# BRONTEKST:
++++
Verordening van de gemeenteraad van de gemeente Etten-Leur houdende regels omtrent de heffing en invordering van parkeerbelastingen (Verordening parkeerbelastingen Etten-Leur 2021)

De raad van de gemeente Etten-Leur;

 

gelezen het voorstel van het college van burgemeester en wethouders van 24 november 2020, met overneming van de daarin vermelde motieven;

 

gelet op artikel 225 van de Gemeentewet en de Parkeerverordening Etten-Leur 2016;

 

b e s l u i t :

 

vast te stellen de:

 

VERORDENING OP DE HEFFING EN INVORDERING

VAN PARKEERBELASTINGEN 2021

Artikel 1 Definities

Voor de toepassing van deze verordening en de daarop berustende bepalingen wordt verstaan onder:

  • a.

    parkeren: het gedurende een aaneengesloten periode doen of laten staan van een voertuig, anders dan gedurende de tijd die nodig is voor en gebruikt wordt tot het onmiddellijk in- of uitstappen van personen dan wel het onmiddellijk laden of lossen van zaken, op binnen de gemeente gelegen voor het openbaar verkeer openstaande terreinen of weggedeelten, waarop dit doen of laten staan niet ingevolge een wettelijk voorschrift is verboden;

  • b.

    motorvoertuigen: hetgeen daaronder wordt verstaan in het RVV 1990 met inbegrip van brommobielen, zoals bedoeld in artikel 1 van het RVV 1990;

  • c.

    houder: degene op wiens naam het motorrijtuig ten tijde van het parkeren in het kentekenregister, bedoeld in de Wegenverkeerswet 1994, was ingeschreven;

  • d.

    parkeerapparatuur: parkeermeters, parkeerautomaten, met inbegrip van verzamelparkeermeters, centrale computer en hetgeen naar maatschappelijke opvatting overigens onder parkeerapparatuur wordt verstaan;

  • e.

    centrale computer: computer van het bedrijf waarmee de gemeente Etten-Leur een overeenkomst heeft gesloten, bestemd voor de registratie van parkeerbewegingen in het kader van het verlenen van diensten op het gebied van betaald parkeren met gebruik van een telefoon of een ander communicatiemiddel.

Artikel 2 Belastbaar feit

Onder de naam 'parkeerbelastingen' worden de volgende belastingen geheven:

  • a.

    een belasting ter zake van het parkeren van een motorvoertuig op een bij, dan wel krachtens deze verordening in de daarin aangewezen gevallen door het college van burgemeester en wethouders te bepalen plaats, tijdstip en wijze;

  • b.
++++
# AANGELEVERD MATERIAAL:
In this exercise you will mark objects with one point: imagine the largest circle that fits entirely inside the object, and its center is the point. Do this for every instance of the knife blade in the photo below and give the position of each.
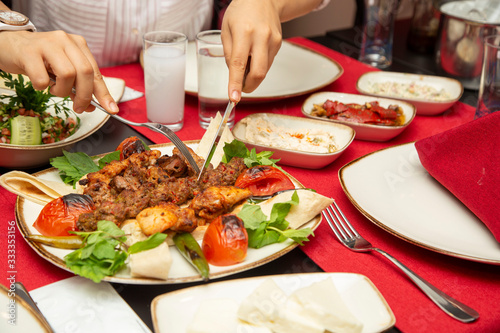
++++
# OPDRACHTEN:
• 1. Kun je het deel van de verordening parkeerbelastingen kopiëren dat begint bij de woorden met "motorvoertuigen: hetgeen daaronder" en eindigt met "een ander communicatiemiddel."?
• 2. Kun je de verordening parkeerbelastingen afmaken door verder te schrijven na het laatste stuk dat er staat?
De regels komen uit een andere bron dan de verordening parkeerbelastingen.

# ANTWOORDEN:
• 1.
motorvoertuigen: hetgeen daaronder wordt verstaan in het RVV 1990 met inbegrip van brommobielen, zoals bedoeld in artikel 1 van het RVV 1990;

  • c.

    houder: degene op wiens naam het motorrijtuig ten tijde van het parkeren in het kentekenregister, bedoeld in de Wegenverkeerswet 1994, was ingeschreven;

  • d.

    parkeerapparatuur: parkeermeters, parkeerautomaten, met inbegrip van verzamelparkeermeters, centrale computer en hetgeen naar maatschappelijke opvatting overigens onder parkeerapparatuur wordt verstaan;

  • e.

    centrale computer: computer van het bedrijf waarmee de gemeente Etten-Leur een overeenkomst heeft gesloten, bestemd voor de registratie van parkeerbewegingen in het kader van het verlenen van diensten op het gebied van betaald parkeren met gebruik van een telefoon of een ander communicatiemiddel.

• 2.
    een belasting ter zake van een van gemeentewege verleende vergunning voor het parkeren van een motorvoertuig op de in die vergunning aangegeven plaats en wijze.

Artikel 3 Belastingplicht

  • 1.

    De belasting bedoeld in artikel 2, onderdeel a, wordt geheven van de degene die het motorvoertuig heeft geparkeerd.

  • 2.

    Als degene die het motorvoertuig heeft geparkeerd wordt mede aangemerkt:

    • a.

      degene die de belasting voldoet, dan wel te kennen geeft of heeft gegeven de belasting te willen voldoen;

    • b.

      zolang geen voldoening van de belasting genoemd in artikel 2, onderdeel a, heeft plaatsgevonden: de houder van het motorvoertuig, met dien verstande dat:

      • 1e.

        als een voor ten hoogste drie maanden aangegane huurovereenkomst wordt overgelegd waaruit blijkt wie ten tijde van het parkeren ingevolge deze overeenkomst de huurder van het motorvoertuig was, niet de houder maar de huurder wordt aangemerkt als degene die het motorvoertuig heeft geparkeerd;

      • 2e.

        als blijkt dat een ander in het kentekenregister had moeten staan ingeschreven, die ander wordt aangemerkt als degene die het motorvoertuig heeft geparkeerd.

  • 3.

    De belasting bedoeld in artikel 2, onderdeel a, wordt niet geheven van degene die op de voet van het tweede lid, onderdeel b, als degene die het voertuig heeft geparkeerd wordt aangemerkt, als deze aannemelijk maakt dat ten tijde van het parkeren een ander tegen zijn wil van het motorvoertuig heeft gebruik gemaakt en dat hij dit gebruik redelijkerwijs niet heeft kunnen voorkomen.

  • 4.

    De belasting bedoeld in artikel 2, onderdeel b, wordt geheven van degene die de vergunning heeft aangevraagd.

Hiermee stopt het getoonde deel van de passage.